— Start of Passage provided —

AUCHER (AGAR, ARCHER), Sir Anthony (c.1586-1637), of Bishopsbourne, Kent

Published in The History of Parliament: the House of Commons 1604-1629, ed. Andrew Thrush and John P. Ferris, 2010
Available from Cambridge University Press



26 Mar. 1614 - 4 Apr. 1614

Family and Education

b. c.1586,1 1st. s. of Anthony Aucher of Bishopsbourne and Margaret, da. of Edwin Sandys, abp. of York. m. 18 June 1605, Hester (bur. 4 Dec. 1637), da. and coh. of Peter Collett, Merchant Taylor of Loughton, Essex and London, 1s. 2da. kntd. 4 July 1604; suc. fa. 1610. d. 3 July 1637.2 sig. Ant[hony] Aucher.

— End of Passage provided —
— Start of Extracted information —

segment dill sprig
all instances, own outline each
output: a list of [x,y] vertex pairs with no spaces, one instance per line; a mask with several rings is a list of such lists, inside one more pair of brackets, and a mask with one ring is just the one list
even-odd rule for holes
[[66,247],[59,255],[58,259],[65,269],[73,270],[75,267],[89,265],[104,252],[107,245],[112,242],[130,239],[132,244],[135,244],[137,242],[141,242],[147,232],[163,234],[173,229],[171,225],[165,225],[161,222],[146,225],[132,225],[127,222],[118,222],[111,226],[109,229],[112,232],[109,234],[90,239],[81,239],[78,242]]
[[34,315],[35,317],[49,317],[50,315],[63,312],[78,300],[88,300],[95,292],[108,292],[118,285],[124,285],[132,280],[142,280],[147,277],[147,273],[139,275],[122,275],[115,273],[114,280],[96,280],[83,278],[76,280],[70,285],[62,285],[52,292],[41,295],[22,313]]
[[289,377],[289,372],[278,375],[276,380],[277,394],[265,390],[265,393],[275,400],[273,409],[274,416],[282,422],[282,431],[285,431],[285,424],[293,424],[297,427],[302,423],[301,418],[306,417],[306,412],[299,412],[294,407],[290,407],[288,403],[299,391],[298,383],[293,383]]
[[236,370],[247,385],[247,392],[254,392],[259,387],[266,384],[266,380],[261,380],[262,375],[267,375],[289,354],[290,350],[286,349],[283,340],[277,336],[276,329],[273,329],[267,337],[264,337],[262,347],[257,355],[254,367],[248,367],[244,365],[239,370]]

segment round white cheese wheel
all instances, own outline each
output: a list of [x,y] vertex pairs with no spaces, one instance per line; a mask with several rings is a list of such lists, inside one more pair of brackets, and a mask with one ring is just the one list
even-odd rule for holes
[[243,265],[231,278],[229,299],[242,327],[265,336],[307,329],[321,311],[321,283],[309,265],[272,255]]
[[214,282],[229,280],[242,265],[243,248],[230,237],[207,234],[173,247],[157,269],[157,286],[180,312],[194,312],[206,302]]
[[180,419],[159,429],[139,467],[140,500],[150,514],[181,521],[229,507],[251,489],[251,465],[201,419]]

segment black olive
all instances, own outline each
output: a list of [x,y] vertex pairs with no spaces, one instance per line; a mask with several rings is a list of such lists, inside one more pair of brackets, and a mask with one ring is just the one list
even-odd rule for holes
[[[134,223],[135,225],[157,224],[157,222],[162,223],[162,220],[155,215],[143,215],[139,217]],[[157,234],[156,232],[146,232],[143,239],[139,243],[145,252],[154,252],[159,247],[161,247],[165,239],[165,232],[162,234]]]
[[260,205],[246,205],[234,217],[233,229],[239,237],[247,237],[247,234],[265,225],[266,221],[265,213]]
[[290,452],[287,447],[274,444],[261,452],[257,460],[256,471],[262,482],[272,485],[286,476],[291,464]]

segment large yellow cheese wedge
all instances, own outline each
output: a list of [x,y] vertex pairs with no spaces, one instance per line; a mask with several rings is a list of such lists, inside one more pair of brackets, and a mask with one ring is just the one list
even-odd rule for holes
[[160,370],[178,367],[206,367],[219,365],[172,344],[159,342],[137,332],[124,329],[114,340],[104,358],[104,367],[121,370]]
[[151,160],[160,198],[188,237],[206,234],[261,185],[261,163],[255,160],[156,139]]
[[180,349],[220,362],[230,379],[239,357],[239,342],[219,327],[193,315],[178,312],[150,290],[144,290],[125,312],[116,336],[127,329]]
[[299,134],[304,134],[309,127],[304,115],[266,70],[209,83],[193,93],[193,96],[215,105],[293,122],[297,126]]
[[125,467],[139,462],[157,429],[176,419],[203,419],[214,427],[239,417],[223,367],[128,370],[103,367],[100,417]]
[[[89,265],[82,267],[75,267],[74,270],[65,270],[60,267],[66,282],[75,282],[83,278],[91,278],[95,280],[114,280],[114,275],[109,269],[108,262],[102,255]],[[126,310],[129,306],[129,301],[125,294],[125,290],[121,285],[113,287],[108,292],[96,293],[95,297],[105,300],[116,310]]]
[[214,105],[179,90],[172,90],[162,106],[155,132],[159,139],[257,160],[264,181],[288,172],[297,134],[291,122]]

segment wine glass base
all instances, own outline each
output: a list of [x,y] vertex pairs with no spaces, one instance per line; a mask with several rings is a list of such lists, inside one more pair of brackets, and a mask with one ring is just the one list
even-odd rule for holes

— End of Extracted information —

■ Instructions:
(1) From the Family and Education section of the entry on Sir Anthony Aucher, list every person named other than Sir Anthony himself, with each one's stated relationship to him.
(2) Using the entry on Sir Anthony Aucher, explain in one to three sentences how Sir Anthony was related to Edwin Sandys.
(3) Duplicate the passage of the entry on Sir Anthony Aucher that opens with the words containing "Family and Education" and closes with "sig. Ant[hony] Aucher.".

■ Exercise responses:
(1)
- Anthony Aucher of Bishopsbourne: his father
- Margaret: his mother
- Edwin Sandys, archbishop of York: his mother's father
- Hester: his wife
- Peter Collett, Merchant Taylor of Loughton, Essex and London: his wife's father

(2) Edwin Sandys was Sir Anthony's maternal grandfather. Sir Anthony's mother, Margaret, was the daughter of Edwin Sandys, archbishop of York.

(3)
Family and Education

b. c.1586,1 1st. s. of Anthony Aucher of Bishopsbourne and Margaret, da. of Edwin Sandys, abp. of York. m. 18 June 1605, Hester (bur. 4 Dec. 1637), da. and coh. of Peter Collett, Merchant Taylor of Loughton, Essex and London, 1s. 2da. kntd. 4 July 1604; suc. fa. 1610. d. 3 July 1637.2 sig. Ant[hony] Aucher.